• Objective:
Write out the listing below word for word, keeping every line unchanged.

• Task data:
>> Start

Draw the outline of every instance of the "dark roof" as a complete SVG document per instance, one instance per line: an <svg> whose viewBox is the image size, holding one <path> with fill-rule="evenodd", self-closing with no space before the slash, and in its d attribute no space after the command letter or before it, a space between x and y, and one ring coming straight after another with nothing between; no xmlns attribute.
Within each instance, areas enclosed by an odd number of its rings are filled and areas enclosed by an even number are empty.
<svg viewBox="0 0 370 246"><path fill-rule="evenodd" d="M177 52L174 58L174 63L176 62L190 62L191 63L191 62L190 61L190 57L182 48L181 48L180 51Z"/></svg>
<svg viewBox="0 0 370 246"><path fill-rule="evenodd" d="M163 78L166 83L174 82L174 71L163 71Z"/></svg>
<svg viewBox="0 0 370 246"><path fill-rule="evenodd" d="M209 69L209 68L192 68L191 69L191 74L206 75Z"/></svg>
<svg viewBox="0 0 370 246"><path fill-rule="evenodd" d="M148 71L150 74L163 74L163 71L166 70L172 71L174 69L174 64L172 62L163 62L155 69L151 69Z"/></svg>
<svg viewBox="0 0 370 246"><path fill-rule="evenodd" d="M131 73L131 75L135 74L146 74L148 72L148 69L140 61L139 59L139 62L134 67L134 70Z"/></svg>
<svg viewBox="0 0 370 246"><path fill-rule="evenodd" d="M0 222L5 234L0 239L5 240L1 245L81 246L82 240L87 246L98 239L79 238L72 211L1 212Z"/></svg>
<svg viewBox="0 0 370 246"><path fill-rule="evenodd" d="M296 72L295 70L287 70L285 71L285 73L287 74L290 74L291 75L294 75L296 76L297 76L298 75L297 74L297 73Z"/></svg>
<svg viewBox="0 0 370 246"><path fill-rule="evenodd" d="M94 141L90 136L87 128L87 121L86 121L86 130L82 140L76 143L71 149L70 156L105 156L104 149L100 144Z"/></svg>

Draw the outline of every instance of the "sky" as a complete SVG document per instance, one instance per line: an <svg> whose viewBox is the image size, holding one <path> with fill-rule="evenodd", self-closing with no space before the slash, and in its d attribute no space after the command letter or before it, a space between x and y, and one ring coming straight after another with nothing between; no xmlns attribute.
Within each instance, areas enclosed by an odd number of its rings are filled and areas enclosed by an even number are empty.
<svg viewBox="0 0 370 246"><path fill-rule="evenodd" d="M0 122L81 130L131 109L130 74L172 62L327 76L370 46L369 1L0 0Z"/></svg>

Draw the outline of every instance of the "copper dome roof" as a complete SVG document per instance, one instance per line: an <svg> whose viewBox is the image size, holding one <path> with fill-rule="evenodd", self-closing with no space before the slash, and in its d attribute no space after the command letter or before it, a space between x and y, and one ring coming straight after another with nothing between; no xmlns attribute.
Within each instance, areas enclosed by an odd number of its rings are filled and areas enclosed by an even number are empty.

>> End

• Reply:
Draw the outline of every instance of the "dark roof" as a complete SVG document per instance, one instance per line: an <svg> whose viewBox is the image size, holding one <path> with fill-rule="evenodd", self-closing with no space before the slash, and in its d attribute no space after the command letter or before it, a space between x and y, and one ring coming straight after another with nothing between; no xmlns attribute.
Within each instance, areas enclosed by an odd number of its rings are filled and areas enclosed by an even number are empty.
<svg viewBox="0 0 370 246"><path fill-rule="evenodd" d="M177 52L174 58L174 63L176 62L190 62L191 63L191 62L190 61L190 57L182 48L181 48L180 51Z"/></svg>
<svg viewBox="0 0 370 246"><path fill-rule="evenodd" d="M163 78L166 83L174 82L174 71L163 71Z"/></svg>
<svg viewBox="0 0 370 246"><path fill-rule="evenodd" d="M209 69L209 68L192 68L191 69L191 74L206 75Z"/></svg>
<svg viewBox="0 0 370 246"><path fill-rule="evenodd" d="M148 71L150 74L163 74L163 71L166 70L172 71L174 69L174 64L172 62L163 62L155 69L151 69Z"/></svg>
<svg viewBox="0 0 370 246"><path fill-rule="evenodd" d="M131 73L131 75L135 74L146 74L148 72L148 69L140 61L139 59L139 62L134 67L134 70Z"/></svg>
<svg viewBox="0 0 370 246"><path fill-rule="evenodd" d="M0 222L5 234L0 239L5 240L1 245L81 246L82 240L87 246L98 239L79 238L72 211L1 212Z"/></svg>
<svg viewBox="0 0 370 246"><path fill-rule="evenodd" d="M296 72L295 70L287 70L285 71L285 73L287 74L290 74L291 75L294 75L296 76L297 76L298 75L297 74L297 73Z"/></svg>
<svg viewBox="0 0 370 246"><path fill-rule="evenodd" d="M94 141L90 136L87 128L87 121L86 121L86 130L82 140L76 143L71 149L70 156L105 156L104 149L100 144Z"/></svg>

Draw the outline of every instance of the "sky" as a complete SVG document per instance, one instance per line: an <svg> whose viewBox is the image size, holding one <path> with fill-rule="evenodd", self-closing with no space before the slash, and in its d attribute no space after the command letter or before it, a space between x and y, and one ring coming straight after another with nothing between; no xmlns attribute.
Within each instance, areas enclosed by an odd number of its rings are filled and areas enclosed by an even number are empty.
<svg viewBox="0 0 370 246"><path fill-rule="evenodd" d="M0 122L81 130L131 109L130 74L172 62L327 76L370 46L369 1L0 0Z"/></svg>

Draw the outline of every instance of the "copper dome roof" as a complete SVG document per instance, one instance per line: an <svg> whose viewBox is the image size, holding one <path> with fill-rule="evenodd", self-closing with no space before the slash, and in its d attribute no space after the command letter or before it, a space between x and y, and one ring coming straight after another with nothing between; no xmlns attribute.
Within each instance, areas enclosed by an odd number of its rings are filled and areas enclosed by an even number are empty.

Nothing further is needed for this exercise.